THE PROBLEM:
Select every line of the material below that contains the word "wooden", and copy each one. Case counts.

☆ ☆ ☆ ☆

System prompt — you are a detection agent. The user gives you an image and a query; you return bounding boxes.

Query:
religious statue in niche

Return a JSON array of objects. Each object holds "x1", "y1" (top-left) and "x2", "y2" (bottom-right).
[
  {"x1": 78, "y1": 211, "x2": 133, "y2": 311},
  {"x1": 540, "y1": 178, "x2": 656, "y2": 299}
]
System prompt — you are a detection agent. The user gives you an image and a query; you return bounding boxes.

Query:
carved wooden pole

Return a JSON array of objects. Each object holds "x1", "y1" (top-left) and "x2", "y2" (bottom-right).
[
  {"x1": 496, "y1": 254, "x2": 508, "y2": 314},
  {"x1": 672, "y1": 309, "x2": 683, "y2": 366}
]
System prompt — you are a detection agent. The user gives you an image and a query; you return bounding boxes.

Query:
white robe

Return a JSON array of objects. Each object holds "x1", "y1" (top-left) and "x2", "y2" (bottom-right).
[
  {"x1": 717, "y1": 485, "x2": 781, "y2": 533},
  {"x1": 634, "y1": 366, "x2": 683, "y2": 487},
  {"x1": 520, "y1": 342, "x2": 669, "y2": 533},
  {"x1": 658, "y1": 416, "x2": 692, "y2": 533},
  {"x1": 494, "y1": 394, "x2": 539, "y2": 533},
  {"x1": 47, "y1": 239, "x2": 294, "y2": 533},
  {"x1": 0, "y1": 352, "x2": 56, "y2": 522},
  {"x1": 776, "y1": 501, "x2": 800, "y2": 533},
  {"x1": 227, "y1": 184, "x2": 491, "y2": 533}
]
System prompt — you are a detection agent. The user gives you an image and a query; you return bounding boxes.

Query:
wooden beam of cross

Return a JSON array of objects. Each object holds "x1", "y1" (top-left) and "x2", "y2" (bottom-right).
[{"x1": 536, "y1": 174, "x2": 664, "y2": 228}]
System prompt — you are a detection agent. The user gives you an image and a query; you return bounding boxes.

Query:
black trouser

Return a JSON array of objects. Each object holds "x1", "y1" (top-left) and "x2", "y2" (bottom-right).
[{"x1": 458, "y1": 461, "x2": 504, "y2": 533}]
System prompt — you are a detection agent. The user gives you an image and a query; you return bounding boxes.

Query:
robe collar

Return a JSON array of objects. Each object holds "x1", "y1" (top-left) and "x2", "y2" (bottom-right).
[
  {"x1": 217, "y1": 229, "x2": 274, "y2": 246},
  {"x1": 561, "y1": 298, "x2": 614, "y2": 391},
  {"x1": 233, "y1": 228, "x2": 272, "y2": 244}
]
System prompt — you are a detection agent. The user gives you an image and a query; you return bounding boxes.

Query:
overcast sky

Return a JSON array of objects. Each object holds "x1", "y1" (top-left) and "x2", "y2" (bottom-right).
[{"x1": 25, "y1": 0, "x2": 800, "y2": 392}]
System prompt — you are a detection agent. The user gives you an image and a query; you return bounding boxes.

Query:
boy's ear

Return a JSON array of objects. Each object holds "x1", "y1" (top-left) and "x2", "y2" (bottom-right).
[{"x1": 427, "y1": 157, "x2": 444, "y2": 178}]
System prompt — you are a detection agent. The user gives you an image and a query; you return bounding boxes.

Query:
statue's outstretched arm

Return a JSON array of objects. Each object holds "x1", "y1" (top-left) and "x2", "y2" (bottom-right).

☆ ☆ ☆ ☆

OUTPUT OF THE TASK:
carved wooden pole
wooden beam of cross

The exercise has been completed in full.